* TASK DIRECTIONS
Reproduce word for word the full passage below about hitting rock bottom and a near-death experience.

* PASSAGE TO READ
I hit rock bottom at 47. My relationship was on the rocks. My adult foster son was going to prison. My friend, Chip, had taken his own life (and I was having suicide ideation myself…I lost 5 midlife male friends between 2008-2010). I was running out of cash as we were opening 15 boutique hotels in 21 months just as we were catapulting into the Great Recession. I felt handcuffed being CEO of this gargantuan company I’d created over the past two decades. I feared everything was going to crash and I dreaded the idea of being a public failure.

And, then, I had a Near Death Experience (NDE). I died multiple times after giving a speech in St. Louis due to an allergic reaction to an antibiotic (oh yes, I had a broken ankle and septic leg as a result of Gavin Newsom’s bachelor party – that’s a story for a different time). As I was reading Viktor Frankl’s “Man’s Search for Meaning” in my hospital room, I came to realize that I was in a prison of my own making and that this NDE was a form of divine intervention. It was time to let go of the suffering and stop despairing while simultaneously exploring where the meaning was in all of this. Despair = Suffering – Meaning.

* INFORMATION PROVIDED
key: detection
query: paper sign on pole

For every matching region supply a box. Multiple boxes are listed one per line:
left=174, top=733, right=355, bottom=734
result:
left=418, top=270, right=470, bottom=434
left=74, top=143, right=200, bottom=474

* RESPONSE TO THIS TASK
I hit rock bottom at 47. My relationship was on the rocks. My adult foster son was going to prison. My friend, Chip, had taken his own life (and I was having suicide ideation myself…I lost 5 midlife male friends between 2008-2010). I was running out of cash as we were opening 15 boutique hotels in 21 months just as we were catapulting into the Great Recession. I felt handcuffed being CEO of this gargantuan company I’d created over the past two decades. I feared everything was going to crash and I dreaded the idea of being a public failure.

And, then, I had a Near Death Experience (NDE). I died multiple times after giving a speech in St. Louis due to an allergic reaction to an antibiotic (oh yes, I had a broken ankle and septic leg as a result of Gavin Newsom’s bachelor party – that’s a story for a different time). As I was reading Viktor Frankl’s “Man’s Search for Meaning” in my hospital room, I came to realize that I was in a prison of my own making and that this NDE was a form of divine intervention. It was time to let go of the suffering and stop despairing while simultaneously exploring where the meaning was in all of this. Despair = Suffering – Meaning.